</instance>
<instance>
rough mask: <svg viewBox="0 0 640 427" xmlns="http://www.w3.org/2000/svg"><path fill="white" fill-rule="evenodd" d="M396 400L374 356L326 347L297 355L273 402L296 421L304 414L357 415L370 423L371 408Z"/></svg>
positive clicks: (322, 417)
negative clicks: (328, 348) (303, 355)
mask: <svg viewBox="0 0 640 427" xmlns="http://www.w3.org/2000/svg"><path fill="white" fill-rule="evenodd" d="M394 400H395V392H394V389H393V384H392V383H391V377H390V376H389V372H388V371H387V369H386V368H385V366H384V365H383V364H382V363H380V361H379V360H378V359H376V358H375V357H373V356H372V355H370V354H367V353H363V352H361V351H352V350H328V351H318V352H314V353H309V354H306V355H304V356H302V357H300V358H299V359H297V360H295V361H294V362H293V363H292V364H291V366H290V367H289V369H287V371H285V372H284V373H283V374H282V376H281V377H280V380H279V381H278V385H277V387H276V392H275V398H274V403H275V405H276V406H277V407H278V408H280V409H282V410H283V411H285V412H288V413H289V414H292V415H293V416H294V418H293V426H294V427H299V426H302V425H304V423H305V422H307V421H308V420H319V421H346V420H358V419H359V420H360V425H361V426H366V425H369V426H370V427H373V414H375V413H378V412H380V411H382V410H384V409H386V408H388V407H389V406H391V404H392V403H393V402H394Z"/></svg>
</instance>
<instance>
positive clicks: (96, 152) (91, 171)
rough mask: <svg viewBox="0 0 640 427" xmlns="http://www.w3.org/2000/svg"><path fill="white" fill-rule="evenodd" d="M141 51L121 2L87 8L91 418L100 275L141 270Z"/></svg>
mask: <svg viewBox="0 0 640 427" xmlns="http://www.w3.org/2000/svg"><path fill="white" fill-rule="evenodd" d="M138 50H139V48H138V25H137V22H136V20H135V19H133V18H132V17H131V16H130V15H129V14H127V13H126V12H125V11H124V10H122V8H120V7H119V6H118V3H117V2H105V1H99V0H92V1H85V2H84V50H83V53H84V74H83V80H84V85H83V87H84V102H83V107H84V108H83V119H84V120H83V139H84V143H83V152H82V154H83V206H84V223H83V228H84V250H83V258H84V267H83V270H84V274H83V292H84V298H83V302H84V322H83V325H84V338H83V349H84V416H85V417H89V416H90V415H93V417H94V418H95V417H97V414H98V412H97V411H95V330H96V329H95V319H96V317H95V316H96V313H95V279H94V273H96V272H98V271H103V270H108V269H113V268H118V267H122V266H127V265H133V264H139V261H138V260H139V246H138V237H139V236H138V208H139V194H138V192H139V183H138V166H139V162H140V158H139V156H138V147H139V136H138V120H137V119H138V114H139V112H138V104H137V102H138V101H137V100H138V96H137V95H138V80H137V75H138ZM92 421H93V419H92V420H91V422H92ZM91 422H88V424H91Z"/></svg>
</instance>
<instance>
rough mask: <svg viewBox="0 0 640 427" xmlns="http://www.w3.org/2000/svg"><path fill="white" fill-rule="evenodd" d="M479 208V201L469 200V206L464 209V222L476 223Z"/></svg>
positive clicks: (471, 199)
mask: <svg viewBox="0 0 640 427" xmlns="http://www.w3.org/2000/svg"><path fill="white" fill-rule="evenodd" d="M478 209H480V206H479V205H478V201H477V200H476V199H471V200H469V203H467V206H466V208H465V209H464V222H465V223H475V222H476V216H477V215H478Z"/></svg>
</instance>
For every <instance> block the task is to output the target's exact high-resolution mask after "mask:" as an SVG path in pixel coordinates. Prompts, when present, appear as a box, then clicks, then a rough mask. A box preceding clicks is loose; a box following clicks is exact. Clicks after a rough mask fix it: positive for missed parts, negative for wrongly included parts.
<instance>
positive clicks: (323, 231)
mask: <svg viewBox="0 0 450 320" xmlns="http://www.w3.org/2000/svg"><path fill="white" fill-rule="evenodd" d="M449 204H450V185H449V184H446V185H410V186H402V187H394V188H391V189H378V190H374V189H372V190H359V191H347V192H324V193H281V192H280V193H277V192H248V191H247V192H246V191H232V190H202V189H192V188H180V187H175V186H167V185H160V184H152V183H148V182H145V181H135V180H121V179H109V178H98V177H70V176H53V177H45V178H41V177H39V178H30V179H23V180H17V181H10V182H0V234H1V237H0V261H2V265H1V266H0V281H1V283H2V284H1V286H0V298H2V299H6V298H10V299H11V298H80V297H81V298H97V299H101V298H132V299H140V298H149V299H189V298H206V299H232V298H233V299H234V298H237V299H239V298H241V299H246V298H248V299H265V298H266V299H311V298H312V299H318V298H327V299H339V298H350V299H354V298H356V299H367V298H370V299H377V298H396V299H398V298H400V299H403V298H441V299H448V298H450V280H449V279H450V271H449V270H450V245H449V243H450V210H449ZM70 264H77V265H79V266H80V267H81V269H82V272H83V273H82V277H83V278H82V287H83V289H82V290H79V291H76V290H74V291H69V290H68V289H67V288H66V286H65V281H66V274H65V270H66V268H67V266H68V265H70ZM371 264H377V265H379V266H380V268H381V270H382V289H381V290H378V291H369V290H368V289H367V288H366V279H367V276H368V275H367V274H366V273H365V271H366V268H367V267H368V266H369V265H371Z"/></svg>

WORK TASK:
The whole of the data must be given again, exactly as shown.

OUTPUT FOR THIS EXERCISE:
</instance>
<instance>
rough mask: <svg viewBox="0 0 640 427" xmlns="http://www.w3.org/2000/svg"><path fill="white" fill-rule="evenodd" d="M396 400L374 356L326 347L297 355L273 402L296 421L304 414L357 415L370 423L371 408Z"/></svg>
positive clicks: (322, 417)
negative clicks: (328, 348) (303, 355)
mask: <svg viewBox="0 0 640 427" xmlns="http://www.w3.org/2000/svg"><path fill="white" fill-rule="evenodd" d="M394 400H395V392H394V389H393V384H392V383H391V377H390V376H389V372H388V371H387V369H386V368H385V366H384V365H383V364H382V363H380V361H379V360H378V359H376V358H375V357H373V356H372V355H370V354H367V353H363V352H361V351H352V350H328V351H318V352H314V353H309V354H306V355H304V356H302V357H300V358H299V359H297V360H295V361H294V362H293V363H292V364H291V366H290V367H289V369H287V371H285V372H284V373H283V374H282V376H281V377H280V380H279V381H278V385H277V387H276V392H275V398H274V403H275V405H276V406H277V407H278V408H280V409H282V410H283V411H285V412H288V413H289V414H292V415H293V416H294V418H293V426H294V427H299V426H302V425H304V423H305V422H307V421H308V420H319V421H346V420H358V419H359V420H360V425H361V426H366V425H369V426H370V427H373V414H375V413H378V412H380V411H382V410H384V409H386V408H388V407H389V406H391V404H392V403H393V402H394Z"/></svg>
</instance>
<instance>
positive clicks: (96, 152) (91, 171)
rough mask: <svg viewBox="0 0 640 427" xmlns="http://www.w3.org/2000/svg"><path fill="white" fill-rule="evenodd" d="M141 51L121 2L87 8L91 418L100 275L141 270Z"/></svg>
mask: <svg viewBox="0 0 640 427" xmlns="http://www.w3.org/2000/svg"><path fill="white" fill-rule="evenodd" d="M138 50H139V48H138V25H137V22H136V20H135V19H133V18H132V17H131V16H130V15H129V14H127V13H126V12H125V11H124V10H122V8H120V7H119V6H118V3H117V2H105V1H99V0H92V1H85V2H84V50H83V53H84V74H83V80H84V85H83V87H84V102H83V107H84V108H83V119H84V120H83V139H84V143H83V152H82V154H83V206H84V223H83V228H84V250H83V258H84V267H83V270H84V274H83V292H84V298H83V302H84V322H83V325H84V338H83V349H84V416H85V417H89V416H90V415H93V417H94V418H95V417H97V414H98V412H97V411H95V330H96V329H95V319H96V317H95V316H96V313H95V279H94V273H96V272H98V271H103V270H108V269H113V268H118V267H122V266H127V265H133V264H139V261H138V260H139V246H138V237H139V236H138V208H139V194H138V192H139V183H138V166H139V162H140V158H139V156H138V147H139V136H138V120H137V119H138V114H139V112H138V104H137V102H138V101H137V100H138V96H137V95H138V80H137V75H138ZM92 421H93V419H92V420H91V422H92ZM91 422H88V424H91Z"/></svg>
</instance>
<instance>
rough mask: <svg viewBox="0 0 640 427" xmlns="http://www.w3.org/2000/svg"><path fill="white" fill-rule="evenodd" d="M479 208V201L469 200V206L464 209V222L476 223Z"/></svg>
positive clicks: (471, 199)
mask: <svg viewBox="0 0 640 427" xmlns="http://www.w3.org/2000/svg"><path fill="white" fill-rule="evenodd" d="M478 209H480V206H479V205H478V201H477V200H476V199H471V200H469V203H467V206H466V208H465V209H464V222H465V223H475V222H476V216H477V215H478Z"/></svg>
</instance>
For every <instance> block the task is to output the target's exact high-resolution mask after "mask:" as an SVG path in pixel coordinates. Prompts, when present, appear as a box, then clicks, then a rough mask. A box preceding clicks is loose; a box following clicks is exact. Clicks after a rough mask fix it: positive for missed parts, negative for wrongly included parts.
<instance>
positive clicks: (323, 231)
mask: <svg viewBox="0 0 450 320" xmlns="http://www.w3.org/2000/svg"><path fill="white" fill-rule="evenodd" d="M449 204H450V185H449V184H446V185H410V186H402V187H394V188H391V189H378V190H374V189H372V190H359V191H347V192H324V193H281V192H280V193H277V192H248V191H247V192H246V191H232V190H202V189H192V188H180V187H175V186H167V185H160V184H152V183H148V182H145V181H135V180H121V179H109V178H98V177H70V176H53V177H45V178H41V177H39V178H30V179H23V180H17V181H10V182H0V234H1V237H0V261H2V265H1V266H0V281H1V283H2V284H1V286H0V298H2V299H6V298H10V299H11V298H80V297H81V298H97V299H101V298H132V299H140V298H149V299H189V298H206V299H232V298H233V299H234V298H237V299H239V298H241V299H246V298H248V299H265V298H266V299H311V298H312V299H318V298H327V299H339V298H350V299H354V298H356V299H367V298H370V299H377V298H396V299H398V298H400V299H403V298H441V299H448V298H450V280H449V279H450V271H449V270H450V245H449V243H450V210H449ZM70 264H77V265H79V266H80V267H81V269H82V272H83V273H82V277H83V278H82V287H83V289H82V290H79V291H76V290H74V291H69V290H68V289H67V288H66V286H65V281H66V274H65V270H66V268H67V266H68V265H70ZM371 264H377V265H379V266H380V268H381V270H382V289H381V290H378V291H369V290H368V289H367V288H366V279H367V276H368V275H367V274H366V273H365V271H366V268H367V267H368V266H369V265H371Z"/></svg>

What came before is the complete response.